> **WHAT YOU WILL DO**
Give back, character for character, the line that includes "of the white" and all lines beneath it in the data.

Region pointing data
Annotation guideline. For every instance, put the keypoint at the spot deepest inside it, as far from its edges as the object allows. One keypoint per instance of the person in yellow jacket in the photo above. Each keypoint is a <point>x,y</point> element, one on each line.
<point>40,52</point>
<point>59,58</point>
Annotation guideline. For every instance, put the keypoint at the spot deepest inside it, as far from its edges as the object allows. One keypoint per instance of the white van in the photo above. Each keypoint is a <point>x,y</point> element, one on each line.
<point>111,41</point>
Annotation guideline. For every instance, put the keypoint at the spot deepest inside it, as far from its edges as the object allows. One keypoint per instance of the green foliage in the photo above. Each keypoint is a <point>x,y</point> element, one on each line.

> **EXERCISE RESULT**
Annotation guideline. For every instance, put the keypoint at the spot deepest inside it, as far from its edges as the object allows. One keypoint per instance of the white van in the photo above. Each keypoint is a <point>x,y</point> element, one on each line.
<point>111,41</point>
Annotation guideline. For every instance, put the keypoint at the spot deepest inside it, as far from its edges as the object allows. One keypoint per instance of the green foliage in the photo above. Each keypoint is a <point>x,y</point> element, one on each line.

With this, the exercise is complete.